### 抜粋本文

........

離婚に伴う財産分与において、自宅不動産の住宅ローンはどのように処理されるか?

婚姻後に購入した自宅不動産が存在する場合、離婚協議の中で、返済中の住宅ローンをどのように処理するかが問題となるケースが多くあります。
今回は、離婚に伴う財産分与における自宅不動産の住宅ローンの処理について解説していきます。

権利関係の確認

住宅ローンの処理を考える前提として、自宅不動産の所有関係及び住宅ローンの契約関係を確認しておく必要があります。
それぞれの権利関係の内容によって処理の難易度や必要となる手続が異なるため注意が必要です。

自宅不動産の所有関係

自宅不動産の所有関係は、法務局で取得できる登記簿謄本で確認できます。
自宅不動産が妻との共同所有の形式である場合、離婚後に持分移転に係る登記手続が必要となります。

住宅ローンの契約関係

住宅ローンの契約関係は、銀行から住宅ローンを借りた際の金銭消費貸借契約書等で確認できます。
住宅ローンが妻との連帯債務となっていたり、妻が住宅ローンの連帯保証人になっている場合、住宅ローンを完済する以外の処理では離婚後も妻との連帯債務関係や連帯保証関係が解消できない可能性があります。

不動産価値の確認

離婚に伴う財産分与における不動産の価値は、「現在の不動産価値-基準時点の住宅ローン残高」という計算式で算定されます。

現在の不動産価値

現在の不動産価値の確認については、自宅不動産を売却することにより具体的な売却金額がわかる場合を除き、実務上、不動産業者の査定によることが大半です。
2、3社の不動産業者に査定を依頼し、その平均値をとれば、相当程度客観的な数字になるため、その数字を現在の不動産価値とします。

基準時点の住宅ローン残高

基準時点の住宅ローン残高の確認については、住宅ローンを借りた銀行から発行されるローン残高表で行います。
基準時点は、別居が先行している場合は別居時点とし、同居のまま離婚協議が行われている場合には直近の適宜の時点とします。

不動産価値の評価

アンダーローン

「現在の不動産価値-基準時点の住宅ローン残高」の計算結果がプラスの数字となる=住宅ローンを完済しても不動産価値が残る場合、不動産はアンダーローンの状態にあると言います。

オーバーローン

「現在の不動産価値-基準時点の住宅ローン残高」の計算結果がマイナスの数字となる=不動産価値では住宅ローンが完済できずに住宅ローンが残る場合、不動産はオーバーローンの状態にあると言います。

実際の処理パターン

住宅ローンが存在する場合の自宅不動産の処理について、それぞれのパターンごとに考えてみます。

........

### 提供資料
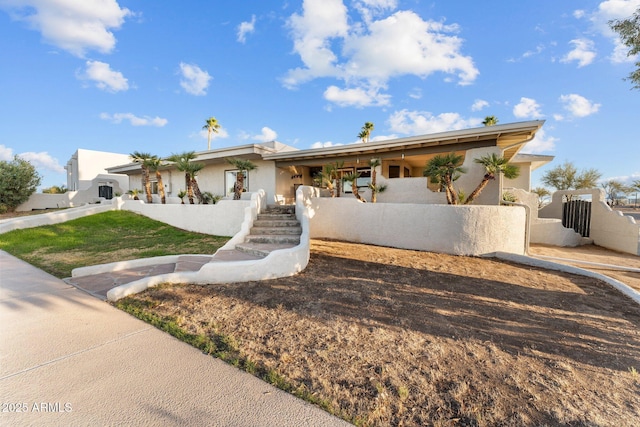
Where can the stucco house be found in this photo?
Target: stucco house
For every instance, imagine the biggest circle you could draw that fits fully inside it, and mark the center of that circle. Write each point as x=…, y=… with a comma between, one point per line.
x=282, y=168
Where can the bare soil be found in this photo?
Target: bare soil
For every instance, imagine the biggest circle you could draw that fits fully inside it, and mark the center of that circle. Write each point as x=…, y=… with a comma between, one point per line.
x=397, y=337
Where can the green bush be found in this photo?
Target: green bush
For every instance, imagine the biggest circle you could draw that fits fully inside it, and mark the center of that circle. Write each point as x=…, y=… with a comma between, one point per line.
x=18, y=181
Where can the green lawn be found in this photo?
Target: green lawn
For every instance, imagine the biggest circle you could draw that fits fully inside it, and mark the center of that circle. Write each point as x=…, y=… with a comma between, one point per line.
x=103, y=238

........

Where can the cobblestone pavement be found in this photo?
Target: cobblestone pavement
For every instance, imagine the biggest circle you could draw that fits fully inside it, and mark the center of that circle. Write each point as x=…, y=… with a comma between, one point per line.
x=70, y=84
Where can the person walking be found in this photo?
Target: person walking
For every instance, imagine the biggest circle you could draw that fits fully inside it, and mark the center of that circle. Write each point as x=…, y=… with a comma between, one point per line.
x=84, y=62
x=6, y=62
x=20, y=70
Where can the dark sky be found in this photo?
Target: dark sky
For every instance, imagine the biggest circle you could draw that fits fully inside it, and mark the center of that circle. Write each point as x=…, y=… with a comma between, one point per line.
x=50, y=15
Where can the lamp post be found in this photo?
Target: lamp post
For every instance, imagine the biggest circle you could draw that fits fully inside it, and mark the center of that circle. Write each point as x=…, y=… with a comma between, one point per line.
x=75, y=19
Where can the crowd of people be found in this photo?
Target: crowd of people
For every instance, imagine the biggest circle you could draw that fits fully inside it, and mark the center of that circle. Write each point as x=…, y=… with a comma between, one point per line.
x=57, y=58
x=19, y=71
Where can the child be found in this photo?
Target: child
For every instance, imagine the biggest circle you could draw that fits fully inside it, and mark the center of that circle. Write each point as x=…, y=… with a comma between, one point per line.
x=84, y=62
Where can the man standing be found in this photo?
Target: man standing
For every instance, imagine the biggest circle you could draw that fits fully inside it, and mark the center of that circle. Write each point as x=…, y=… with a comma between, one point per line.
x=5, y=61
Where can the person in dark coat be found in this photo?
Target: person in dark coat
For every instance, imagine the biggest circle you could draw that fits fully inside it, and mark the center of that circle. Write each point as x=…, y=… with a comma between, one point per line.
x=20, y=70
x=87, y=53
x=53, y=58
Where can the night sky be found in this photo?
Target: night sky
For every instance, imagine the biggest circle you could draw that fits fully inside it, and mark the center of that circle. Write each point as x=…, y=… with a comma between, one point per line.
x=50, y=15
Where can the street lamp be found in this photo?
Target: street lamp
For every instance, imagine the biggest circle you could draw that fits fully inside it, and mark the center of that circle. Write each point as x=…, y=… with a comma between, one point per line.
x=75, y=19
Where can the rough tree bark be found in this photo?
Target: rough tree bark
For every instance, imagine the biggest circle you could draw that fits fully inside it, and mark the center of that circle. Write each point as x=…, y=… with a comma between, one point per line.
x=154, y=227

........

### 課題 1
住宅ローンの処理を扱った抜粋から、「婚姻後に購入した自宅不動産が」を含む語句で始まり「自宅不動産の所有関係は、法務局で取得できる登記簿謄本で確認できます。」で終わる箇所を正確に引用してください。
### 課題 2
離婚時の住宅ローン処理を解説した抜粋を、その最後の文の後から書き継いでください。

### 正答 1
婚姻後に購入した自宅不動産が存在する場合、離婚協議の中で、返済中の住宅ローンをどのように処理するかが問題となるケースが多くあります。
今回は、離婚に伴う財産分与における自宅不動産の住宅ローンの処理について解説していきます。

権利関係の確認

住宅ローンの処理を考える前提として、自宅不動産の所有関係及び住宅ローンの契約関係を確認しておく必要があります。
それぞれの権利関係の内容によって処理の難易度や必要となる手続が異なるため注意が必要です。

自宅不動産の所有関係

自宅不動産の所有関係は、法務局で取得できる登記簿謄本で確認できます。

### 正答 2
自宅不動産を売却する場合

自宅不動産がアンダーローンの場合

自宅不動産の売却代金の中から住宅ローンを完済するため、住宅ローンの処理が問題となることはありません。
不動産の売却益が出ればそれを2分の1で分与するという処理が一般的です。

自宅不動産がオーバーローンの場合

自宅不動産の売却代金では住宅ローンを完済することができないため、残る住宅ローンの処理が問題となります。

自身に自宅不動産以外の財産分与対象財産が存在する場合

自宅不動産がオーバーローンの場合、財産分与において住宅ローンのマイナス分は考慮せず(自宅不動産と住宅ローンをあわせて価値0の財産として評価する)、その他の財産分与対象財産から分与相当額を決定するという考え方もありますが、より有利には、自宅不動産売却後に残る住宅ローンのマイナス分をその他の財産分与対象財産から控除するという考え方をします。

たとえば、自宅不動産(売却価格1500万円)、住宅ローン(残債1800万円)、預金(残高500万円)が財産分与対象財産として存在するケースを想定します(簡略化のため、売却にかかる手数料等は度外視しています)。
自宅不動産の売却価格から住宅ローンの返済を行うと300万円のマイナスとなりますが、そのマイナス分を預金のプラス分500万円から控除し、トータルでは200万円が財産分与対象財産となるという考え方をします。
この考え方によれば、事実上、妻にも住宅ローンのマイナス分を負担してもらうことができます。

自身に自宅不動産以外の財産分与対象財産が存在しない場合

自宅不動産売却後の住宅ローンのマイナス分を控除する先がありませんので、住宅ローンはマイナスのまま残ることになります。
この場合、住宅ローンについて妻との連帯債務等の関係がないとして、マイナスの住宅ローンの2分の1を妻に対して支払うよう求めることができるかという問題がありますが、実務上、妻にマイナスの住宅ローンの2分の1を支払うよう命じるという結論になることはありません。
そのため、自宅不動産以外の財産分与対象財産が存在しない場合には、住宅ローンのマイナス分については自身で負担するということになります。

自宅不動産を売却しない場合

自宅不動産の価値について、実際の自宅不動産の売却価格ではなく、査定上の想定の数字で算定することになります。

住宅ローンの処理は自宅不動産を売却する場合と大きく異なりませんが、自宅不動産を売却しない場合、自宅不動産は当事者のいずれかが取得することになります。

妻が自宅不動産を取得する場合、自宅不動産の所有名義変更の必要が出てきますが、住宅ローンを完済していない状態では住宅ローンを貸している銀行が所有名義変更を許しません(契約上、返済途中の名義変更を行うと一括返済を求められることがあります)。
妻が住宅ローンを借り換えるという選択肢もありますが、収入面で審査が通らないということも多く、結局、住宅ローン完済までの一定期間、所有名義変更ができないという問題が生じます。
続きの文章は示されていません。